**Exercise prompt**
Output every line of the entries below as a JSON list of strings, one string per line, omitting blank lines and the pictures.
===== Provided records
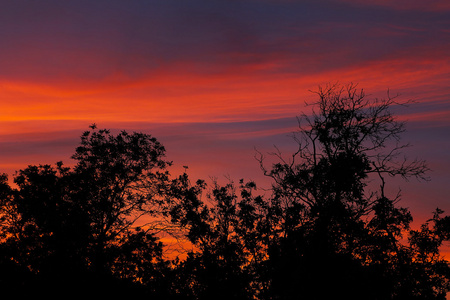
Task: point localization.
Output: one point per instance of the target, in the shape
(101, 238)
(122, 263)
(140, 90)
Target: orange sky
(214, 79)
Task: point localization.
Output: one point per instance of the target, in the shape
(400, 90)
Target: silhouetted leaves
(319, 233)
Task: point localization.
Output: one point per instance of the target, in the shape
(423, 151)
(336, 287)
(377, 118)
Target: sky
(213, 80)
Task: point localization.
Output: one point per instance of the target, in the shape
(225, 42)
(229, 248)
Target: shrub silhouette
(322, 232)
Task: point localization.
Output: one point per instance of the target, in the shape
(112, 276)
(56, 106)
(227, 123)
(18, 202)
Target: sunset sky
(213, 80)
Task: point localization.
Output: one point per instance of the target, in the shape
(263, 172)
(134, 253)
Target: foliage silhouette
(321, 232)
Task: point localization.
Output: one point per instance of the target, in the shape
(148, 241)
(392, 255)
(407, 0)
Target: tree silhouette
(70, 224)
(321, 232)
(336, 238)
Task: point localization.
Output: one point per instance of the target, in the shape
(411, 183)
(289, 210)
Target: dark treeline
(320, 233)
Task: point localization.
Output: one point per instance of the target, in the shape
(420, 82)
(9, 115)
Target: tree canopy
(324, 230)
==========
**The output**
[
  "Task: point localization.",
  "Output: one point per instance of the target, in the shape",
  "(101, 238)",
  "(122, 263)",
  "(140, 90)",
  "Target: orange sky",
  "(214, 79)",
  "Task: point localization.",
  "Output: one point per instance of the target, in the shape",
  "(400, 90)",
  "Target: silhouetted leaves",
  "(319, 233)",
  "Task: point localization.",
  "Output: one point per instance of the target, in the shape",
  "(423, 151)",
  "(336, 287)",
  "(377, 118)",
  "Target: sky",
  "(213, 80)",
  "Task: point localization.",
  "Output: one point per instance of the target, in the shape",
  "(225, 42)",
  "(229, 248)",
  "Target: shrub silhouette",
  "(322, 232)",
  "Task: point localization.",
  "Output: one point per instance of the target, in the shape",
  "(112, 276)",
  "(56, 106)",
  "(227, 123)",
  "(18, 202)",
  "Target: sunset sky",
  "(213, 80)",
  "Task: point localization.",
  "Output: one point per instance of the target, in the shape",
  "(263, 172)",
  "(134, 253)",
  "Target: foliage silhouette",
  "(321, 232)",
  "Task: point localization.",
  "Output: one point per instance of the target, in the shape",
  "(148, 241)",
  "(392, 255)",
  "(407, 0)",
  "Target: tree silhouette",
  "(70, 224)",
  "(321, 232)",
  "(336, 238)",
  "Task: point localization.",
  "Output: one point per instance of the target, in the shape",
  "(411, 183)",
  "(289, 210)",
  "Target: dark treeline",
  "(320, 233)",
  "Task: point localization.",
  "Output: one point per instance of the target, in the shape",
  "(420, 82)",
  "(9, 115)",
  "Target: tree canopy",
  "(324, 230)"
]